▶ _DESCRIPTION OF THE TASK_: Copy the entries exactly, leaving out nothing.
---+---
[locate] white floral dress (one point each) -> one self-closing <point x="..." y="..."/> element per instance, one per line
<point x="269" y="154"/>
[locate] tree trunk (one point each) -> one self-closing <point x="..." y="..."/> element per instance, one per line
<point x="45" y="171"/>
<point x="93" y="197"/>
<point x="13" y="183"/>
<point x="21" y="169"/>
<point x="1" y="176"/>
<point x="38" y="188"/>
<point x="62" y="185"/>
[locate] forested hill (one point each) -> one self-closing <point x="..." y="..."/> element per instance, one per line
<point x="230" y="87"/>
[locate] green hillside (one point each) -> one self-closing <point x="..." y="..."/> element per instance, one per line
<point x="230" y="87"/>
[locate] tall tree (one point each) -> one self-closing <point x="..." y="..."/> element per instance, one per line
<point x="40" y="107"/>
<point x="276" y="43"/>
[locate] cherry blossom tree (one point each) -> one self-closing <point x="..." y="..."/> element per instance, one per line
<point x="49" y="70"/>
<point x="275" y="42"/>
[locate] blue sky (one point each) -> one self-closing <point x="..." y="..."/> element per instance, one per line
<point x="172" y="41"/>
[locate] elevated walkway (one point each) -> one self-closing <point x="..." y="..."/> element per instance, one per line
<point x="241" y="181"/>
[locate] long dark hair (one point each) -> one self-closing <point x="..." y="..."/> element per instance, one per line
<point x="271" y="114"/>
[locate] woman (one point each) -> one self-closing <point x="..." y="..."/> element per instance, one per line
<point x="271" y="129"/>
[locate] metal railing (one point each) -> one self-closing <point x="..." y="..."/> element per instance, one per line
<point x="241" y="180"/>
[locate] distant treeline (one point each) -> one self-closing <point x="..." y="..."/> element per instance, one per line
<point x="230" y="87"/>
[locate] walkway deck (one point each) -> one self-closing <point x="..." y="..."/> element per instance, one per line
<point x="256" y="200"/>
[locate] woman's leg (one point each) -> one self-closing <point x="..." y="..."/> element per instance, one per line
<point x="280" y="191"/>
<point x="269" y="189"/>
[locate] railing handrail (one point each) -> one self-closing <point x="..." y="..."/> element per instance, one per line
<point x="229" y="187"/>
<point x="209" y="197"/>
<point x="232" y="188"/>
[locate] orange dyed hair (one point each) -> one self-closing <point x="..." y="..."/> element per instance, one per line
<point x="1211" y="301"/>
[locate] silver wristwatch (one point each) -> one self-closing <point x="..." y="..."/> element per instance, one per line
---+---
▶ _SOLUTION TO THIS PROBLEM_:
[locate] white floral dress (one point each) -> one self-closing <point x="..." y="..."/> element per instance, one per line
<point x="269" y="154"/>
[locate] tree trunk (one point each) -> one self-closing <point x="..." y="..."/> element per instance, one per line
<point x="45" y="171"/>
<point x="93" y="197"/>
<point x="13" y="183"/>
<point x="21" y="169"/>
<point x="1" y="176"/>
<point x="38" y="188"/>
<point x="62" y="185"/>
[locate] forested hill (one point each) -> one self-closing <point x="..." y="..."/> element per instance, one per line
<point x="230" y="87"/>
[locate] green hillside (one point each) -> one self-closing <point x="..." y="..."/> element per instance, one per line
<point x="230" y="87"/>
[locate] tall tree (one point each) -> one self-closing <point x="..." y="..."/> element per instance, one per line
<point x="40" y="107"/>
<point x="276" y="43"/>
[locate] cherry blossom tree (one point each) -> one self-closing <point x="..." y="..."/> element per instance, one per line
<point x="49" y="70"/>
<point x="275" y="42"/>
[locate] blue sky (one point each) -> one self-closing <point x="..." y="..."/> element per instance, one per line
<point x="172" y="41"/>
[locate] elevated walkway (one point each) -> one self-closing <point x="..." y="..."/> element per instance, one per line
<point x="241" y="181"/>
[locate] long dark hair (one point each) -> one self-closing <point x="..." y="..."/> element per instance, one per line
<point x="271" y="114"/>
[locate] woman (one point each) -> one self-closing <point x="..." y="..."/> element per instance, one per line
<point x="271" y="129"/>
[locate] metal railing (one point each) -> one self-closing <point x="..." y="..."/> element per instance, one per line
<point x="241" y="180"/>
[locate] distant treeline (one point each) -> one self-closing <point x="..." y="..."/> element per instance, one per line
<point x="230" y="87"/>
[locate] walkway deck (one point each) -> one self-closing <point x="..." y="..."/> element per instance, one per line
<point x="256" y="200"/>
[locate] woman's leg (one point each) -> one self-closing <point x="..." y="..."/> element per instance, one per line
<point x="280" y="191"/>
<point x="269" y="189"/>
[locate] railing handrail (one point each) -> one self-closing <point x="..." y="..."/> element per instance, one per line
<point x="229" y="187"/>
<point x="209" y="197"/>
<point x="232" y="188"/>
[locate] orange dyed hair (one point each) -> one self-closing <point x="..." y="..."/> element per instance, one per line
<point x="1211" y="301"/>
[locate] silver wristwatch (one point each) -> one self-closing <point x="..." y="..."/> element per instance, one per line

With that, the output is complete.